- **WHAT NEEDS TO BE DONE**
Reproduce all of the material exactly as shown.

- **Point annotation dataset records**
==========

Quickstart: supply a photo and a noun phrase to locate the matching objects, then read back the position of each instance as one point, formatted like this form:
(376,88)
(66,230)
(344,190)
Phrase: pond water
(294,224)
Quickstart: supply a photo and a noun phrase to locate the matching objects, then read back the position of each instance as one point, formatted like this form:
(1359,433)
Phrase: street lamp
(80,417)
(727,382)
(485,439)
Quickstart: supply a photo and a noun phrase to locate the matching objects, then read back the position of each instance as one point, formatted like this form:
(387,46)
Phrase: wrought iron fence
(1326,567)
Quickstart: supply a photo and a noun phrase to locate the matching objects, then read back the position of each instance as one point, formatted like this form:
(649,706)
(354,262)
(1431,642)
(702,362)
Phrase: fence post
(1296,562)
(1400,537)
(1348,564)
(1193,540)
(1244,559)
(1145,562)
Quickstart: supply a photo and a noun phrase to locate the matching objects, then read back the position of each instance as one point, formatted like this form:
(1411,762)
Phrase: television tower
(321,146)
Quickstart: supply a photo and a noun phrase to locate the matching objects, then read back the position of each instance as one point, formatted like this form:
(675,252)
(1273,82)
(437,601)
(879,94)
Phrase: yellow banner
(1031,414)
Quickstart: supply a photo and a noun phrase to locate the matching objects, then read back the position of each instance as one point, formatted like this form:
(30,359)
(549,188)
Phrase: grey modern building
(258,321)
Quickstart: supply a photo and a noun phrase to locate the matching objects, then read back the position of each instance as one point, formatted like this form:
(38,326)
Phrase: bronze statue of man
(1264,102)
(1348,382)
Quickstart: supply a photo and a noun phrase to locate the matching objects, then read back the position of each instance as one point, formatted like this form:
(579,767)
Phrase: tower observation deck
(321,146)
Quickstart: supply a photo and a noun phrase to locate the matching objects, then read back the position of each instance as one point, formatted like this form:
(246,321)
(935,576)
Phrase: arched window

==========

- **OUTPUT**
Quickstart: supply a photo and a noun phrase to locate the matching objects, then read back the position of each instance as one point, formatted like this form:
(376,88)
(66,230)
(344,190)
Phrase: pond water
(294,224)
Quickstart: supply a photo and a noun phrase to locate the matching objects, then read back the position of each instance as one point, formatted like this form:
(1359,433)
Phrase: street lamp
(80,417)
(727,382)
(485,439)
Quickstart: supply a photo and a noun phrase to locate the matching objects, then read back the position of each instance as one point, formatted like this form:
(387,46)
Phrase: wrought iron fence
(1326,567)
Quickstart: supply a photo and a noun phrase to locate the matching objects, then read back the position of each instance as one point, formatted like this form:
(649,706)
(354,262)
(1431,642)
(702,362)
Phrase: fence post
(1296,562)
(1400,537)
(1348,564)
(1193,540)
(1244,559)
(1145,562)
Quickstart: supply a photo and a noun phrase to locate the matching objects, then read back the position of each instance as one point, formatted like this form:
(1411,762)
Phrase: television tower
(321,146)
Quickstart: supply a photo and a noun phrase to locate the matching objects, then read back the position of each instance as one point, formatted like this form:
(675,252)
(1273,82)
(437,601)
(879,94)
Phrase: yellow banner
(1031,414)
Quickstart: supply a photo and a noun phrase to locate the matching objects, then read back the position of each instance as one point, formatted like this form:
(30,359)
(549,188)
Phrase: grey modern building
(258,321)
Quickstart: supply a photo and a noun phrase to locate the matching objects, then read back the position of each instance as one point, formatted like this form:
(38,326)
Phrase: bronze statue of man
(1264,102)
(1348,382)
Quickstart: supply a photo and a noun phrase to locate the matching objects, then read back the position of each instance as one point, formatted like this form:
(579,767)
Phrase: tower observation deck
(321,146)
Quickstart: supply a photo and a noun phrase to locate the matching objects, then read back the position of each instance as one point, formatted like this form:
(246,321)
(935,576)
Phrase: arched window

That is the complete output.